• Instructions to follow
In your copy, leave out the pictures and repeat the entries below exactly.

[Supplied records — start]

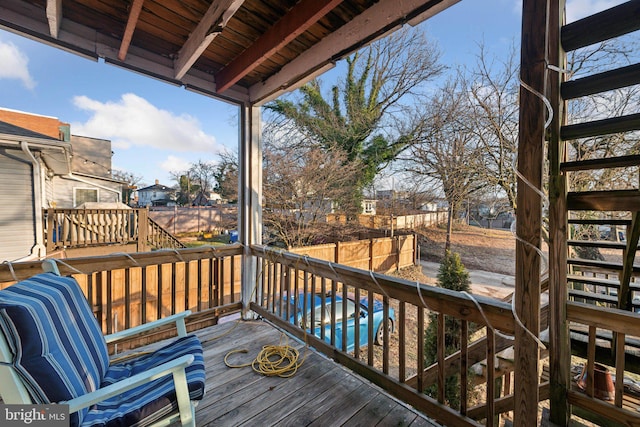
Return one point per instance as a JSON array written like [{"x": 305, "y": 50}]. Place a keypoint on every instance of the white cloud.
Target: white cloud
[
  {"x": 15, "y": 65},
  {"x": 578, "y": 9},
  {"x": 175, "y": 164},
  {"x": 132, "y": 121}
]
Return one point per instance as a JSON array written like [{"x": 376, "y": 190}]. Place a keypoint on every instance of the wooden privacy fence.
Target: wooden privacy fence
[
  {"x": 381, "y": 255},
  {"x": 404, "y": 222},
  {"x": 66, "y": 228},
  {"x": 83, "y": 228}
]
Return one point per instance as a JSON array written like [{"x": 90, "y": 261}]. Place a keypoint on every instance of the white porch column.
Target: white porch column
[{"x": 249, "y": 198}]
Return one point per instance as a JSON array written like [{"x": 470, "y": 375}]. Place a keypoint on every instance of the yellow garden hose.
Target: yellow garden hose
[{"x": 273, "y": 360}]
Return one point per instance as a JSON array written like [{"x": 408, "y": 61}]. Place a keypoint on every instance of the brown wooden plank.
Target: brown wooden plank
[
  {"x": 604, "y": 163},
  {"x": 398, "y": 416},
  {"x": 605, "y": 25},
  {"x": 608, "y": 126},
  {"x": 531, "y": 136},
  {"x": 311, "y": 392},
  {"x": 613, "y": 200},
  {"x": 304, "y": 415},
  {"x": 269, "y": 394},
  {"x": 341, "y": 411},
  {"x": 372, "y": 412}
]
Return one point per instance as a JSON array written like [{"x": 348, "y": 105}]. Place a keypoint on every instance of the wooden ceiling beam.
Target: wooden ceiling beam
[
  {"x": 54, "y": 16},
  {"x": 295, "y": 22},
  {"x": 381, "y": 18},
  {"x": 211, "y": 24},
  {"x": 132, "y": 22}
]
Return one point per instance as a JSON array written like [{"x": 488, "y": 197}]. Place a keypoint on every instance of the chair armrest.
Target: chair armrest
[
  {"x": 177, "y": 318},
  {"x": 171, "y": 367}
]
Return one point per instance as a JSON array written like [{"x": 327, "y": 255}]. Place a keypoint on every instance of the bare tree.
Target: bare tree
[
  {"x": 446, "y": 151},
  {"x": 360, "y": 115},
  {"x": 300, "y": 189},
  {"x": 492, "y": 88},
  {"x": 130, "y": 181}
]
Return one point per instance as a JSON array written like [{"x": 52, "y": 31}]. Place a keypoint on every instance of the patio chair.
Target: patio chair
[{"x": 52, "y": 351}]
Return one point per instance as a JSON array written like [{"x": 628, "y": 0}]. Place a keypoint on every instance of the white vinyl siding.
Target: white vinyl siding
[
  {"x": 84, "y": 195},
  {"x": 17, "y": 228}
]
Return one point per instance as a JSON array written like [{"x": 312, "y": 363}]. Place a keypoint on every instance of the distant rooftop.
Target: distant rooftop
[{"x": 9, "y": 129}]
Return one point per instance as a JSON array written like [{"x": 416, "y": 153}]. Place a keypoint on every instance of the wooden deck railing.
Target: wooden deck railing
[
  {"x": 127, "y": 290},
  {"x": 397, "y": 364},
  {"x": 82, "y": 228},
  {"x": 612, "y": 340}
]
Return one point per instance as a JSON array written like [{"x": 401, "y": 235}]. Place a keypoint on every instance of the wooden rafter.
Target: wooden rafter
[
  {"x": 54, "y": 16},
  {"x": 365, "y": 27},
  {"x": 134, "y": 14},
  {"x": 299, "y": 19},
  {"x": 633, "y": 235},
  {"x": 211, "y": 24}
]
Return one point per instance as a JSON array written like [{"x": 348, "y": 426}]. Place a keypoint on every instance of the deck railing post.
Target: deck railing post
[
  {"x": 529, "y": 212},
  {"x": 249, "y": 199}
]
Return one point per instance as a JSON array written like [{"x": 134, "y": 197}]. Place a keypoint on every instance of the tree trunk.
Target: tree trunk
[{"x": 447, "y": 245}]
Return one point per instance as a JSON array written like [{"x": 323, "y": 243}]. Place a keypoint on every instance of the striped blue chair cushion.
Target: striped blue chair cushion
[
  {"x": 58, "y": 346},
  {"x": 149, "y": 402}
]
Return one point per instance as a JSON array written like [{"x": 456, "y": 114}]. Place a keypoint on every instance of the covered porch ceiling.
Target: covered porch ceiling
[{"x": 242, "y": 51}]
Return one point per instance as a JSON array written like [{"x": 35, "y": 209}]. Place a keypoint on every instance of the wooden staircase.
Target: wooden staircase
[{"x": 588, "y": 197}]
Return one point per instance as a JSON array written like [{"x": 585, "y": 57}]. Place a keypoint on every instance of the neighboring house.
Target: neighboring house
[
  {"x": 28, "y": 162},
  {"x": 156, "y": 195},
  {"x": 43, "y": 166},
  {"x": 89, "y": 178},
  {"x": 369, "y": 207}
]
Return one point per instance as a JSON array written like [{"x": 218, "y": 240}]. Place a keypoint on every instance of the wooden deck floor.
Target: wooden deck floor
[{"x": 321, "y": 393}]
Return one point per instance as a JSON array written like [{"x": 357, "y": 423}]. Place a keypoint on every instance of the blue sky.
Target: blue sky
[{"x": 156, "y": 128}]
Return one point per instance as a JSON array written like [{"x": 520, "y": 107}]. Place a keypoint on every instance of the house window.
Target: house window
[{"x": 84, "y": 195}]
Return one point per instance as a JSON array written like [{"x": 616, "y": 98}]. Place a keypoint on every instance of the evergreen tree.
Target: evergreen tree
[
  {"x": 451, "y": 275},
  {"x": 364, "y": 114}
]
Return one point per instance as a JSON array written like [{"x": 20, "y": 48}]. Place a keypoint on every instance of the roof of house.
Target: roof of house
[
  {"x": 9, "y": 129},
  {"x": 236, "y": 50},
  {"x": 156, "y": 187}
]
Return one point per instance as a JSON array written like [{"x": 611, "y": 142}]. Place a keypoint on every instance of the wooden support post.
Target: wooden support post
[
  {"x": 529, "y": 210},
  {"x": 143, "y": 230},
  {"x": 559, "y": 342},
  {"x": 249, "y": 199}
]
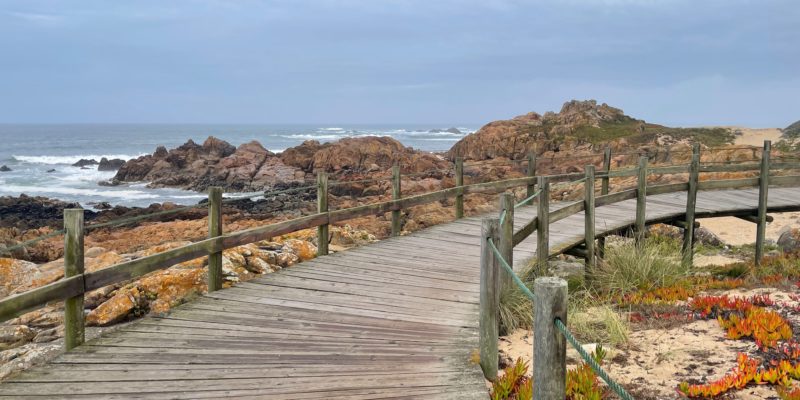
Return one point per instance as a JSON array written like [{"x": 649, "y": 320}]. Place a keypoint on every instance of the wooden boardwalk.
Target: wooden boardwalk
[{"x": 392, "y": 320}]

[Supplied records — finish]

• Task answer
Return one point per instance as a JSON array written like [{"x": 305, "y": 50}]. Place a keypoint on every instance of the white cloud.
Target: white cloud
[
  {"x": 15, "y": 65},
  {"x": 578, "y": 9},
  {"x": 175, "y": 164},
  {"x": 132, "y": 121}
]
Return one point per instance as a JSON array written like [{"x": 376, "y": 190}]. Place a keypoint on every instance of the wooden privacy fence.
Target: wooden privacy fence
[
  {"x": 381, "y": 255},
  {"x": 404, "y": 222},
  {"x": 66, "y": 228},
  {"x": 83, "y": 228}
]
Return one point per instance as a JSON array written like [{"x": 90, "y": 261}]. Place a keypoint on every instance of the white porch column.
Target: white porch column
[{"x": 249, "y": 198}]
Return one point per instance as a JSON array written like [{"x": 470, "y": 375}]. Place a keypoint on every instance of the yellow garden hose.
Target: yellow garden hose
[{"x": 273, "y": 360}]
Return one point per instance as a JSON array written like [{"x": 408, "y": 61}]. Place a keypoint on every instance of the brown wooden plank.
Target: brown wooden plank
[
  {"x": 604, "y": 163},
  {"x": 398, "y": 416},
  {"x": 605, "y": 25},
  {"x": 608, "y": 126},
  {"x": 531, "y": 136},
  {"x": 311, "y": 392},
  {"x": 613, "y": 200},
  {"x": 304, "y": 415},
  {"x": 269, "y": 394},
  {"x": 341, "y": 411},
  {"x": 372, "y": 412}
]
Return one point per instance as a JSON array written like [{"x": 348, "y": 105}]. Place a keypoint on every instance of the wooden ceiling beam.
Target: wooden ceiling beam
[
  {"x": 54, "y": 16},
  {"x": 295, "y": 22},
  {"x": 381, "y": 18},
  {"x": 211, "y": 24},
  {"x": 132, "y": 22}
]
Return one point per instance as a JSON array written like [{"x": 488, "y": 197}]. Place a keypoint on every instance of the chair armrest.
Target: chair armrest
[
  {"x": 177, "y": 318},
  {"x": 171, "y": 367}
]
Return one point per instance as a JSON array written like [{"x": 327, "y": 255}]. Place a keypoint on every instance of the bare tree.
Target: bare tree
[
  {"x": 446, "y": 151},
  {"x": 360, "y": 115},
  {"x": 300, "y": 189},
  {"x": 492, "y": 88},
  {"x": 130, "y": 181}
]
Return one point per instance as a JSON array written like [{"x": 52, "y": 31}]. Place a keypoint on every instance of the patio chair.
Target: patio chair
[{"x": 52, "y": 351}]
Return one point per instance as a JSON array written like [{"x": 628, "y": 0}]. Place a keypoint on every instance of the white vinyl siding.
Target: white vinyl siding
[
  {"x": 84, "y": 195},
  {"x": 17, "y": 228}
]
Return one point per instance as a JSON array written like [{"x": 312, "y": 363}]. Place a keypoint on every instance of the distant rooftop.
Target: distant rooftop
[{"x": 9, "y": 129}]
Return one point per instance as a JSON array written like [{"x": 416, "y": 153}]. Place a keypoint on every instance of the wooden deck railing.
Target: wooden deck railing
[
  {"x": 127, "y": 290},
  {"x": 397, "y": 364},
  {"x": 82, "y": 228},
  {"x": 612, "y": 340}
]
Return one point per instance as a JSON array written like [{"x": 401, "y": 235}]. Place a keypoint on every instance of the wooden rafter.
Target: wooden rafter
[
  {"x": 54, "y": 16},
  {"x": 365, "y": 27},
  {"x": 134, "y": 14},
  {"x": 299, "y": 19},
  {"x": 633, "y": 235},
  {"x": 211, "y": 24}
]
Return one point per instance as a JSON array written like [{"x": 348, "y": 426}]. Place a keypoint on every instance of the deck railing post.
Target: deck railing post
[
  {"x": 529, "y": 212},
  {"x": 249, "y": 199}
]
Return one point per instance as a JSON array written like [{"x": 134, "y": 197}]. Place a keypoint on every instance of the tree trunk.
Target: tree trunk
[{"x": 447, "y": 245}]
Return one point per instance as a JSON array written like [{"x": 323, "y": 243}]. Place a keypoint on every instance of the striped blue chair cushion.
Target: striped blue chair cushion
[
  {"x": 58, "y": 346},
  {"x": 149, "y": 402}
]
Return one point per instance as a JSON array written like [{"x": 456, "y": 114}]. Place a keypoint on every instance of the covered porch ceiling.
Target: covered porch ceiling
[{"x": 242, "y": 51}]
Return one point per instance as a JSON array written like [{"x": 35, "y": 209}]. Place a keypoint on every instance of the wooden staircase.
Target: wooden staircase
[{"x": 588, "y": 197}]
Return one point per instance as a JSON array written like [{"x": 585, "y": 57}]. Place a keypoint on every instance of the neighboring house.
Target: neighboring house
[
  {"x": 28, "y": 162},
  {"x": 156, "y": 195},
  {"x": 43, "y": 166},
  {"x": 89, "y": 178},
  {"x": 369, "y": 207}
]
Return one point per instance as a JSON array written like [{"x": 218, "y": 240}]. Place a keypoint on every instance of the wooden deck floor.
Target: wooden deck floor
[{"x": 321, "y": 393}]
Return one point per instance as a JSON array written like [{"x": 357, "y": 423}]. Place a keypoint on every instance of the blue sky.
Target: blue sky
[{"x": 156, "y": 128}]
Return one point per instance as a JSON array written like [{"x": 520, "y": 107}]. Place a keypoint on every instance of the house window.
Target: house window
[{"x": 84, "y": 195}]
Return one point per instance as a JSON array written like [{"x": 616, "y": 98}]. Place a keypoint on every instance of the evergreen tree.
Target: evergreen tree
[
  {"x": 451, "y": 275},
  {"x": 364, "y": 114}
]
Return one point per instance as a JSON array written like [{"x": 20, "y": 48}]. Place a keypoint on every instance of the roof of house.
Target: roof of house
[
  {"x": 9, "y": 129},
  {"x": 236, "y": 50},
  {"x": 156, "y": 187}
]
Return one point per instance as a JSON array written like [{"x": 611, "y": 142}]. Place a keypoint on every instance of the wooden support post.
Target: wooden support post
[
  {"x": 529, "y": 210},
  {"x": 143, "y": 230},
  {"x": 559, "y": 342},
  {"x": 249, "y": 199}
]
Return one point per instance as a JSON array written like [{"x": 649, "y": 320}]. Place a keypoint on every instance of the wooden boardwalk.
Target: wooden boardwalk
[{"x": 392, "y": 320}]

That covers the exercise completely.